**WORK REQUIRED**. Retype the part of the article on the Cleantech Open Ideas Competition winner from "The company was" to "potential of microalgae." word for word.
━━━ DOCUMENT EXTRACT ━━━
Cleantech Open Ideas Competition winner already working to expand company
GEW/USA staff
California
Jan 15, 2010
After watching pitch videos from seven finalists, selected from an initial pool of more than 1,000 submissions, audience members at the Cleantech Open Awards Gala in California grabbed their mobile phones and voted. The winner, by a large margin, was Replenish Energy from Puerto Rico—a microalgae fuel program that reduces the island’s dependence on imported oil for power generation.
As one of the Official Activities of Global Entrepreneurship Week in 2009, the Global Cleantech Open Ideas Competition combed the globe to find the next “big ideas” in clean technology. Startups from around the world competed for a prize worth $100,000 in startup services, with entries received from Brazil, China, Denmark, Israel, Italy, New Zealand and the U.S. Finalists met in Silicon Valley during the Week for a final round of competition.
Replenish Energy’s business plan involves mass producing fuel using micro-algae and an innovative hybrid open-pond system. As the world’s most efficient renewable energy source today, micro-algae can deliver 48,000 kilowatts of electricity per million dollars of capital invested. This compares to 470kW for solar panels and 1,300kW for wind turbines.
The company was founded by John Chapin, a fisheries engineer scholar and expert, and Jorge Gaskins, who founded an organic seafood company and has extensive background working with organic soy beans.
Gaskins is optimistic about the market potential of microalgae.
“It’s an emerging industry,” he said. “The culture of microalgae in the world is still measured in thousands of acres, as opposed to millions of acres for grains, but it’s come along a great deal. It’s been well known for some time, but it just seems to be one of the things that every time we gear up to do serious research with microalgae the price of oil goes down, or the U.S. priority seems to be so focused on other things (like ethanol) and microalgae gets pushed down.”
Large corporations like Exxon, Pacific Power and Light, Chevron and BP have all made recent investments in the technology. However, Gaskins has a slightly different objective to his research and development.
“We’re true to our roots, and our roots are in agriculture,” Gaskins said. “We don’t believe in genetically-modified algae as being a solution. So, we divert from the larger, better-financed efforts that Bill Gates and Chevron and others have invested in, because we think the secret lies in a better culture process, as well as a lower-energy requirement extraction process.”
And Gaskins said Replenish Energy has developed the technology to give them a market advantage—able to produce an average of 10,000 gallons of oil per pond acre, per year, with a cost around $0.05 to $0.10 per gallon. About 85 percent of the oil extracted can be used by consumers for everything from fuel oil, to human consumption.
The technology is also highly exportable, although algae production is more robust in sunnier, warmer climates.
Replenish Energy is already working with Cleantech Open and their network of resources to develop the company even further.
“We’ll wait and see what the reaction is,” Gaskins said. “This is an ambitious start-up. We’ve been making every attempt possible to not be undercapitalized.”
Aside from CTO, Replenish Energy was also selected as a top 10 finalist in The Economist’s “Innovative Solutions in the Energy Sector” competition, which included an opportunity to present their idea at the 2009 Carbon Economy Summit in Washington, D.C., in November 2009.
━━━ ENTRIES PROVIDED ━━━
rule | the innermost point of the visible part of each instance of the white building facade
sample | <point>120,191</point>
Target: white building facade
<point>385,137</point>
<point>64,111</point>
━━━
**EXPECTED ANSWER**.
The company was founded by John Chapin, a fisheries engineer scholar and expert, and Jorge Gaskins, who founded an organic seafood company and has extensive background working with organic soy beans.
Gaskins is optimistic about the market potential of microalgae.